# [TEXT PASSAGE]
------------------------------------------------
When most people think about the Grammys they envision music's elite gathering to celebrate a year of achievements. For Joke Bradt, PhD, associate professor in the Department of Creative Arts Therapies and certified music therapist, that vision includes music therapies and brain imaging.

Belgian-born Bradt recently received grant funding from the Grammy Foundation to support her research project set to begin this September. Bradt's study will focus on the impact music therapy has on the brain when treating soldiers diagnosed with PTSD. It will also fill a gap that currently exists in the research.

"We don't have any brain imaging studies yet that have looked at the impact of music on the brains of people with PTSD or soldiers with PTSD, so this will be the first study doing this," say Bradt. She hopes to determine whether or not music therapy impacts emotional regulation for those with the diagnosis, an advancement that could positively affect how therapists approach and provide care.
------------------------------------------------
# [CHECK YOUR UNDERSTANDING]
**a.** In the passage about the music therapy study, which organization gave Bradt grant funding?
**b.** Pick up the passage on the music therapy study right after its final sentence.

# [Text-to-region grounding data]
------------------------------------------------
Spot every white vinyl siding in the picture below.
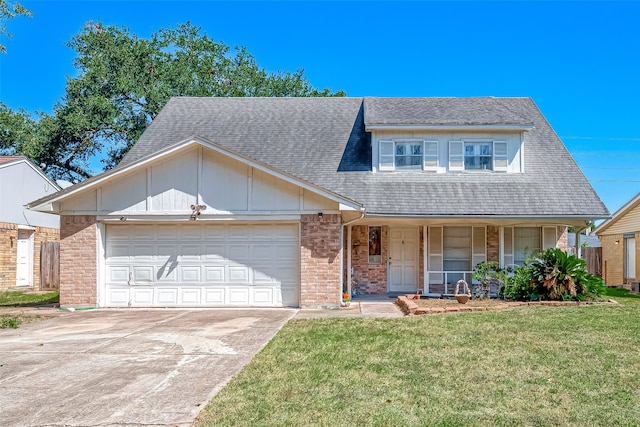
[493,141,509,172]
[424,141,439,170]
[380,141,395,171]
[542,227,558,251]
[449,141,464,171]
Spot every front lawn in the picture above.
[195,291,640,426]
[0,291,60,307]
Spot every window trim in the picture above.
[378,138,442,172]
[448,139,509,173]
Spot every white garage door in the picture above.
[104,222,300,307]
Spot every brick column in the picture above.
[300,214,342,308]
[60,215,98,306]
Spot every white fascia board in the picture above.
[593,193,640,234]
[0,157,61,191]
[365,124,534,132]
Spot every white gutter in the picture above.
[365,124,534,132]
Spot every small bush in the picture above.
[0,315,20,329]
[503,248,605,301]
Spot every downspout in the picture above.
[340,208,366,301]
[576,221,593,258]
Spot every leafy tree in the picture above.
[0,22,344,179]
[0,0,31,53]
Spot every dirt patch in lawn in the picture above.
[412,298,504,308]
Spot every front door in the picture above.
[389,227,419,292]
[624,237,636,281]
[16,230,33,286]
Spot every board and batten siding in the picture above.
[371,130,524,173]
[598,204,640,235]
[60,147,339,216]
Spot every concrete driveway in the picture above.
[0,309,296,427]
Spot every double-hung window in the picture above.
[379,140,439,170]
[449,141,509,172]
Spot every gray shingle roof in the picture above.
[364,98,532,126]
[118,98,609,218]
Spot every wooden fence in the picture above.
[40,242,60,290]
[582,247,602,276]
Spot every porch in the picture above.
[343,221,567,298]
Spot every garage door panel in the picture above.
[156,262,178,283]
[203,245,227,263]
[204,266,225,283]
[130,288,155,307]
[227,265,250,283]
[107,266,129,283]
[103,221,300,306]
[178,288,201,306]
[202,288,227,305]
[251,288,273,305]
[156,288,178,305]
[180,266,201,282]
[179,245,202,261]
[132,265,154,283]
[107,289,129,307]
[227,287,249,305]
[227,225,251,241]
[251,244,274,263]
[229,244,251,263]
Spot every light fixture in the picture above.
[189,205,207,221]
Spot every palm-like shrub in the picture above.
[528,248,604,300]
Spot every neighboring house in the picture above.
[595,193,640,286]
[567,233,600,255]
[0,156,60,290]
[31,98,609,307]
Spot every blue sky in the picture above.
[0,0,640,213]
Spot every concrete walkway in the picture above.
[295,295,404,319]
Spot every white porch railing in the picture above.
[424,271,473,295]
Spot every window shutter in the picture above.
[424,141,438,170]
[493,141,509,172]
[449,141,464,171]
[379,141,396,171]
[542,227,558,251]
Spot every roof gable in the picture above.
[594,193,640,235]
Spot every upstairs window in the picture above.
[449,141,509,172]
[379,140,439,170]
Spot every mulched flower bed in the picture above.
[396,295,612,315]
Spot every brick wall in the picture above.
[0,222,60,289]
[345,225,389,294]
[60,215,98,306]
[300,214,342,308]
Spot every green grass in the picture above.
[0,291,60,307]
[0,314,45,329]
[194,290,640,426]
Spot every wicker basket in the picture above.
[453,279,471,304]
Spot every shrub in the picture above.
[504,248,605,301]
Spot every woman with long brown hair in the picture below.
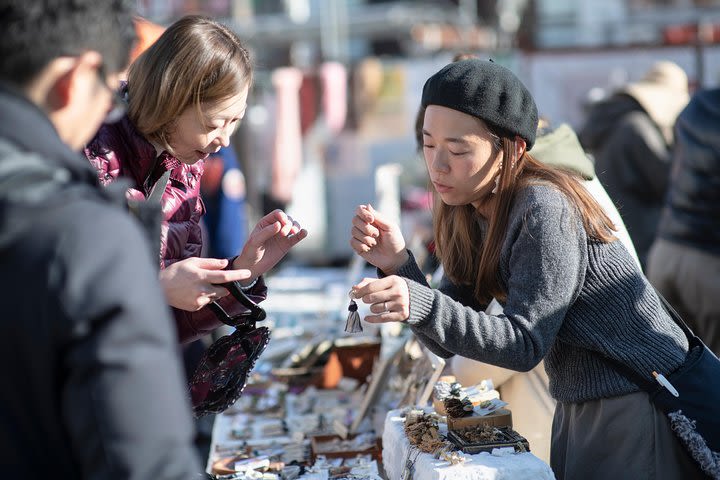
[350,59,699,479]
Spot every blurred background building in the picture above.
[138,0,720,264]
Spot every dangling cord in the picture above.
[345,289,362,333]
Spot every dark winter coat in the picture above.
[0,84,201,480]
[658,89,720,255]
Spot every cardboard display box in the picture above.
[447,408,512,431]
[310,434,382,463]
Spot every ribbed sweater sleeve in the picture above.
[407,189,587,371]
[388,185,688,402]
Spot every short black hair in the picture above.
[0,0,136,87]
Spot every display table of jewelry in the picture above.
[383,410,555,480]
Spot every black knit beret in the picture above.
[422,58,538,150]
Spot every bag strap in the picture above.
[599,285,700,392]
[208,282,267,327]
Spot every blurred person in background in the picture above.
[578,61,690,268]
[200,145,248,258]
[85,16,307,343]
[0,0,202,480]
[648,89,720,355]
[350,59,700,479]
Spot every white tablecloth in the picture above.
[383,410,555,480]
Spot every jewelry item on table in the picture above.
[345,288,362,333]
[400,445,421,480]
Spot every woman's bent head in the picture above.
[128,16,252,163]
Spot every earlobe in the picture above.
[515,136,527,159]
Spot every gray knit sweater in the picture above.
[397,184,688,402]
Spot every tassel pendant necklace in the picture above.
[345,289,362,333]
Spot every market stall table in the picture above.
[383,410,555,480]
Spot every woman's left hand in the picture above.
[233,210,307,279]
[352,275,410,323]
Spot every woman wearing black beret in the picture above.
[350,59,699,480]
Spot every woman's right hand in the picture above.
[350,204,408,275]
[160,257,251,312]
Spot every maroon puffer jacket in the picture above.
[85,117,267,343]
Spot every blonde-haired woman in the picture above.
[350,59,699,479]
[85,16,307,343]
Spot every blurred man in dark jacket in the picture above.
[0,0,202,480]
[648,89,720,355]
[578,61,689,268]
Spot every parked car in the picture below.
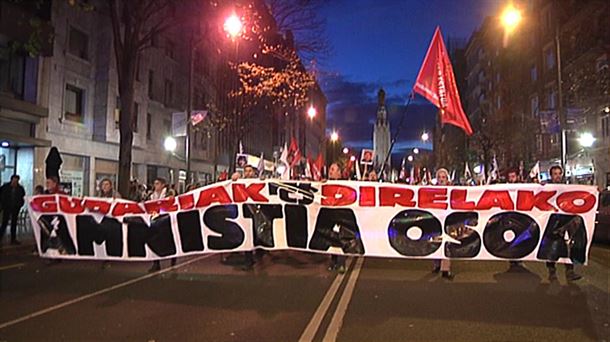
[593,190,610,243]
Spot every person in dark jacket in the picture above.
[0,175,25,245]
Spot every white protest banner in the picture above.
[29,179,598,264]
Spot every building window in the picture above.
[64,84,85,122]
[530,64,538,82]
[163,80,174,106]
[199,131,208,151]
[542,7,553,32]
[544,46,555,70]
[68,26,89,60]
[595,55,608,72]
[530,95,539,116]
[131,102,140,133]
[136,57,142,82]
[0,47,25,98]
[148,70,155,100]
[146,113,152,140]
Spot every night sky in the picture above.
[319,0,504,157]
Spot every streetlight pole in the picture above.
[555,23,568,170]
[184,29,195,186]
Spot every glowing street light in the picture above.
[502,5,521,32]
[578,132,596,147]
[223,13,244,39]
[421,132,430,142]
[330,131,339,142]
[163,137,178,152]
[307,106,318,120]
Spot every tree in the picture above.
[107,0,176,194]
[266,0,330,64]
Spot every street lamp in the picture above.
[163,137,178,152]
[421,132,430,142]
[223,13,244,39]
[330,131,339,142]
[578,132,596,147]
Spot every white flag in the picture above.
[277,143,290,180]
[305,158,313,179]
[409,166,415,185]
[530,161,540,179]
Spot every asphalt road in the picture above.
[0,247,610,342]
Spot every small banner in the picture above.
[29,179,598,264]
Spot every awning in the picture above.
[0,132,51,147]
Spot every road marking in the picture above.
[299,259,353,342]
[0,254,215,330]
[0,263,25,271]
[322,257,364,342]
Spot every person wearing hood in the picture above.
[148,177,176,273]
[96,178,122,198]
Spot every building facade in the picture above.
[460,0,610,188]
[0,1,326,196]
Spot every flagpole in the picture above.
[379,91,415,177]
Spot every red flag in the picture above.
[311,153,324,181]
[218,170,229,182]
[343,157,356,179]
[288,137,301,167]
[413,26,472,135]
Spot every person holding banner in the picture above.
[432,168,455,280]
[96,178,121,269]
[231,164,257,271]
[546,165,582,281]
[506,168,524,271]
[96,178,122,198]
[328,163,346,274]
[44,176,61,195]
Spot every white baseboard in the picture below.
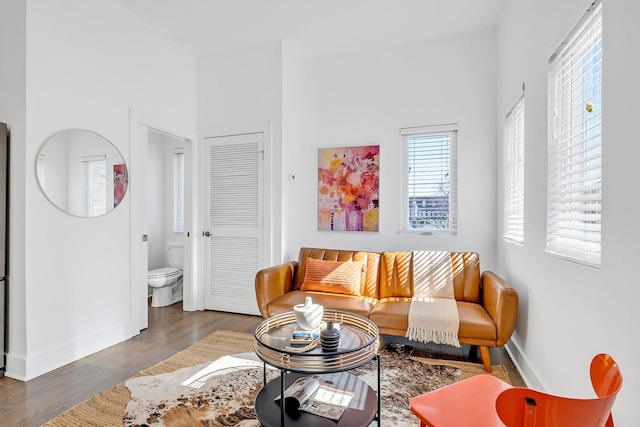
------------------------------------------------
# [TASK RESPONSES]
**a.** The Grammy Foundation.

**b.**
Based on the existing neuroscience literature, Bradt predicts that her music therapy sessions will have positive effects on the limbic and paralimbic areas of the brain which help control emotion, behavior and adrenaline flow. "If results are positive, this could have implications for helping soldiers with PTSD with emotional regulation via a very accessible medium," says Bradt.

At the end of the day, the Fulbright Scholar hopes her study achieves three goals: helping soldiers with PTSD, legitimizing the field of music therapy, and increasing access to music therapy services. "Listening to music will not cure PTSD, of course, but we hope we can teach soldiers specific techniques to use music effectively for emotional regulations."